WHAT IS EXPECTED:
The word "place" marks the lines to keep; find each one in the data and copy it.
■ ■ ■ ■ ■ ■ ■
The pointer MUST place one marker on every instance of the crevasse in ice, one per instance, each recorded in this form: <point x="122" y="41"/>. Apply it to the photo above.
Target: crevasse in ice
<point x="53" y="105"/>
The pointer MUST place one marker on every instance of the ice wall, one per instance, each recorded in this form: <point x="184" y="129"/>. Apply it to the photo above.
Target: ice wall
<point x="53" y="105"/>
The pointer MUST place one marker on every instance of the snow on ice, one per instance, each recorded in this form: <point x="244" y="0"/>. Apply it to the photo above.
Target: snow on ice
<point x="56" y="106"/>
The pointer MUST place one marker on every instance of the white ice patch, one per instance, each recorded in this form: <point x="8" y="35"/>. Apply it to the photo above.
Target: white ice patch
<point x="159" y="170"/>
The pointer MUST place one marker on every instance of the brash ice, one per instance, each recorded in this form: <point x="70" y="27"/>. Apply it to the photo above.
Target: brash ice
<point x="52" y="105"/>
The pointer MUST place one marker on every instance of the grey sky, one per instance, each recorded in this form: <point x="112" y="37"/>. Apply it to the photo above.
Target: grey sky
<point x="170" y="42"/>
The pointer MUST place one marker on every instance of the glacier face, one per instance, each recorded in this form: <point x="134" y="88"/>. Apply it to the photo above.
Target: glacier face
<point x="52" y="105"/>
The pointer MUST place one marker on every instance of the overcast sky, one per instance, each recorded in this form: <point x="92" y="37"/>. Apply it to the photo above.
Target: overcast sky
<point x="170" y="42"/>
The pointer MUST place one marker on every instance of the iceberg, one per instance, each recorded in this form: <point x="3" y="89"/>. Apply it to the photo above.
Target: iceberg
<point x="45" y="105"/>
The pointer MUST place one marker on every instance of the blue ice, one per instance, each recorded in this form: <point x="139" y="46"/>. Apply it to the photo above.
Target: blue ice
■ ■ ■ ■ ■ ■ ■
YOUR RESPONSE:
The pointer MUST place one marker on every instance of the crevasse in ice, one per instance, each recorded in this form: <point x="122" y="41"/>. Apply it to the photo above.
The pointer MUST place one marker on every instance of the ice wall, one per instance, each recorded in this form: <point x="184" y="129"/>. Apply it to the photo above.
The pointer MUST place one marker on every instance of the snow on ice, one per instance, each recorded in this form: <point x="244" y="0"/>. Apply it to the photo above.
The pointer MUST place one marker on every instance of the white ice patch, one per instance, each recorded in this form: <point x="8" y="35"/>. Apply it to the photo above.
The pointer MUST place one marker on every instance of the brash ice, one per instance, each recorded in this form: <point x="70" y="27"/>. Apply it to the photo above.
The pointer MUST place one marker on every instance of the grey sky, one per instance, each recorded in this form: <point x="112" y="37"/>. Apply it to the photo above.
The pointer MUST place one marker on every instance of the glacier face, one per instance, each recorded in this form: <point x="134" y="88"/>. Apply it to the photo above.
The pointer MUST place one marker on every instance of the overcast sky, one per instance, each recorded in this form: <point x="92" y="37"/>. Apply it to the photo above.
The pointer MUST place one marker on every instance of the iceberg, one per instance, each recorded in this form: <point x="3" y="89"/>. Apply it to the photo above.
The pointer MUST place one marker on every instance of the blue ice, one per instance, each recorded in this form: <point x="139" y="46"/>. Apply it to the photo above.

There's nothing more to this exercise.